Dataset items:
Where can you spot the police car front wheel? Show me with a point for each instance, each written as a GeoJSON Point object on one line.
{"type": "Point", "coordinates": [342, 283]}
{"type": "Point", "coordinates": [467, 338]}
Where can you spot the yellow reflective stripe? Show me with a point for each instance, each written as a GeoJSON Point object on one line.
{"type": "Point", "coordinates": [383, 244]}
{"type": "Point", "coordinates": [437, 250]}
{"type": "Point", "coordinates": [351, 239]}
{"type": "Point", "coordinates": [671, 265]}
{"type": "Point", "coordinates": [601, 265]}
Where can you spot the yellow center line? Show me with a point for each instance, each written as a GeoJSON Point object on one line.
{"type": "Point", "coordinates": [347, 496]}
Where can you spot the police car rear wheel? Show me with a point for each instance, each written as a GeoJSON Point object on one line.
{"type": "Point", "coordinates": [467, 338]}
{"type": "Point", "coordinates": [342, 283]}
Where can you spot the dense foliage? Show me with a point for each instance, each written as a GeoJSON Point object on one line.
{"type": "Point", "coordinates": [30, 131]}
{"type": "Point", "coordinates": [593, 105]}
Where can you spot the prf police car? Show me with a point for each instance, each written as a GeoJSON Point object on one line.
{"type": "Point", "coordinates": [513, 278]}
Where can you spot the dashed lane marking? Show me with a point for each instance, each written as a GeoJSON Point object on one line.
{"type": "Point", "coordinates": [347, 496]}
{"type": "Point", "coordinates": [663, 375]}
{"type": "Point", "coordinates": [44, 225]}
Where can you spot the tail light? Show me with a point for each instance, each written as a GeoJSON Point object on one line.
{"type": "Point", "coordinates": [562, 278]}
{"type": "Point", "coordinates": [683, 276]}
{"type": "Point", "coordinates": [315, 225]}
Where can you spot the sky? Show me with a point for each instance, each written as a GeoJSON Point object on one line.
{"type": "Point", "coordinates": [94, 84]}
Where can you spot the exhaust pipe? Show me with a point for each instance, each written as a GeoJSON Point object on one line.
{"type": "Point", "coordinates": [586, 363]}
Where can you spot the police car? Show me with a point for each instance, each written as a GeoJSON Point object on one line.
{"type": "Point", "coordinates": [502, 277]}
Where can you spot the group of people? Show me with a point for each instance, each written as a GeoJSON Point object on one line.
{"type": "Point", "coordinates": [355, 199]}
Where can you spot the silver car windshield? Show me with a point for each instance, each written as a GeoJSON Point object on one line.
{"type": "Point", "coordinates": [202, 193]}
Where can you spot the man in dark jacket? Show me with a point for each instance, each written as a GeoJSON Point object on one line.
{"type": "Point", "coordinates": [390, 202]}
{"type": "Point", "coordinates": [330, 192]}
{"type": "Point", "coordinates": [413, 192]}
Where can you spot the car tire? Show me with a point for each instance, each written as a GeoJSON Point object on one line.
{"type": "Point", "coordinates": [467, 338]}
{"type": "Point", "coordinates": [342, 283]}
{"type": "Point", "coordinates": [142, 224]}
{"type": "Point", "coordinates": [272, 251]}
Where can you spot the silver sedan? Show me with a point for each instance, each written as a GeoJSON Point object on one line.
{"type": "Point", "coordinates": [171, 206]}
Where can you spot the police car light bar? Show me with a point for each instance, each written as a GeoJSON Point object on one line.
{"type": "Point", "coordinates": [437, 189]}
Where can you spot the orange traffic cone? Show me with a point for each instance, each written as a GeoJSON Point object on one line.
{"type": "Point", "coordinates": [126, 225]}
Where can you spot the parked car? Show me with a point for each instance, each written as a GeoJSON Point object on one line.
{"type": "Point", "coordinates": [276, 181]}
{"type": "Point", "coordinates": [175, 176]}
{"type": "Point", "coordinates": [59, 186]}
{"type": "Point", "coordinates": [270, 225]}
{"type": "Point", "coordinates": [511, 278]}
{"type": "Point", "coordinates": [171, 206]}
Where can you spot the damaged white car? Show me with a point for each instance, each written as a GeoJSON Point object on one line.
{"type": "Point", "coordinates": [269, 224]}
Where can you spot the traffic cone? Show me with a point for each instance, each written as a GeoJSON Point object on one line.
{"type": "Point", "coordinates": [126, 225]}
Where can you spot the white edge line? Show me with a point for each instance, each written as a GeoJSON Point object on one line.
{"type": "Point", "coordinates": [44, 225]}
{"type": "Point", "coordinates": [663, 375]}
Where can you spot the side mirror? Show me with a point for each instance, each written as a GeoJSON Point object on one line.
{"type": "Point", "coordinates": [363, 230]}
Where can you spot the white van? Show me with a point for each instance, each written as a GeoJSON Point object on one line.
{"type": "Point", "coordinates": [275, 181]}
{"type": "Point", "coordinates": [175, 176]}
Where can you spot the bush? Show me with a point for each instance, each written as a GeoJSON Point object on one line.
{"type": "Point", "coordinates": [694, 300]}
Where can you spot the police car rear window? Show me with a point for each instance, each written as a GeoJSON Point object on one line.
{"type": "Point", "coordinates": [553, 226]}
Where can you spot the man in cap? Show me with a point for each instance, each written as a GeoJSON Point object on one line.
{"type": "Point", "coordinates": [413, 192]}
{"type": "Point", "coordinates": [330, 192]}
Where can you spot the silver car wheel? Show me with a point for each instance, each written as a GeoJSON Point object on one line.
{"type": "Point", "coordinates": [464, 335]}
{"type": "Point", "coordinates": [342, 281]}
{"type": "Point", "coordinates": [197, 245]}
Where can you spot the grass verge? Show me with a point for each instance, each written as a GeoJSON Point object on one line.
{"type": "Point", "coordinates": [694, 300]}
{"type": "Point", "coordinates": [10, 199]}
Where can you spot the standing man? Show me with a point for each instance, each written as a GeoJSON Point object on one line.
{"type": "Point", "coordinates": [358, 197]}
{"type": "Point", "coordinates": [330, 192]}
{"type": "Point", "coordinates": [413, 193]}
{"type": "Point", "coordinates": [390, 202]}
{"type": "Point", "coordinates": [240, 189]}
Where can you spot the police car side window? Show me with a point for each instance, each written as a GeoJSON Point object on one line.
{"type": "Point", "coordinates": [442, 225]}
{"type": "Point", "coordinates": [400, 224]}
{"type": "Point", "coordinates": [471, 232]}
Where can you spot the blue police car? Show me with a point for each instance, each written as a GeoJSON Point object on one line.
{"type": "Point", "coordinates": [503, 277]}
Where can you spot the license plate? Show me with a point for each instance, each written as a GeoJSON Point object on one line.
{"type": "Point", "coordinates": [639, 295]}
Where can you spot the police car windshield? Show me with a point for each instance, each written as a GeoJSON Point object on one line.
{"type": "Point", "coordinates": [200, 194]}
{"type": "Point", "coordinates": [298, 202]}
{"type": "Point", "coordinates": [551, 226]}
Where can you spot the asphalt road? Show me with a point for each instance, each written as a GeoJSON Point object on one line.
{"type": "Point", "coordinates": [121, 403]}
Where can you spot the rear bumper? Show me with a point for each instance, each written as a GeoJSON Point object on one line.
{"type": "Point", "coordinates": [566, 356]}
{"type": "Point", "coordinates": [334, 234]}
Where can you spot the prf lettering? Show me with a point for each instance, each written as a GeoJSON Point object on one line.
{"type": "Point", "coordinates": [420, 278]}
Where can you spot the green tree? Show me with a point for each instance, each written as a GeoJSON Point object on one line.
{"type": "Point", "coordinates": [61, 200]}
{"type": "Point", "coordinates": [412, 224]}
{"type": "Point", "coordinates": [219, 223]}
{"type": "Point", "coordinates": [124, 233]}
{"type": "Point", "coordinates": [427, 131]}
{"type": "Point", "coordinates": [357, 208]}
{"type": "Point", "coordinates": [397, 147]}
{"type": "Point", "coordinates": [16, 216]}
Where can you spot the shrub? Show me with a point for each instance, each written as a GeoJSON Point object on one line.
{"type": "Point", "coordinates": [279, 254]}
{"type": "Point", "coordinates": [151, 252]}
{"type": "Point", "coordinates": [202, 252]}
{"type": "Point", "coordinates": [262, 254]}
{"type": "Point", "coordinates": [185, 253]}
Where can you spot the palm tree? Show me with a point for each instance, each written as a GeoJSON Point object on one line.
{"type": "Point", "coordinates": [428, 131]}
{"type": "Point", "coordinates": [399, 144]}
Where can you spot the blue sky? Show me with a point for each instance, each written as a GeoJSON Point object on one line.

WHAT THE TASK REQUIRES:
Reproduce exactly the line that holds "Where can you spot the shrub?", then every line after it, ending with the final line of the records above.

THE RESULT:
Where can you spot the shrub? Show me with a point for each instance, each written as a GeoJSON Point object on one line.
{"type": "Point", "coordinates": [279, 254]}
{"type": "Point", "coordinates": [151, 252]}
{"type": "Point", "coordinates": [202, 252]}
{"type": "Point", "coordinates": [262, 254]}
{"type": "Point", "coordinates": [185, 253]}
Where can you spot the palm tree? Show me with a point for each instance, each written as a GeoJSON Point object on one line.
{"type": "Point", "coordinates": [428, 131]}
{"type": "Point", "coordinates": [399, 144]}
Where can you spot the blue sky? Show me with a point for each instance, each written as a GeoJSON Point object on one line.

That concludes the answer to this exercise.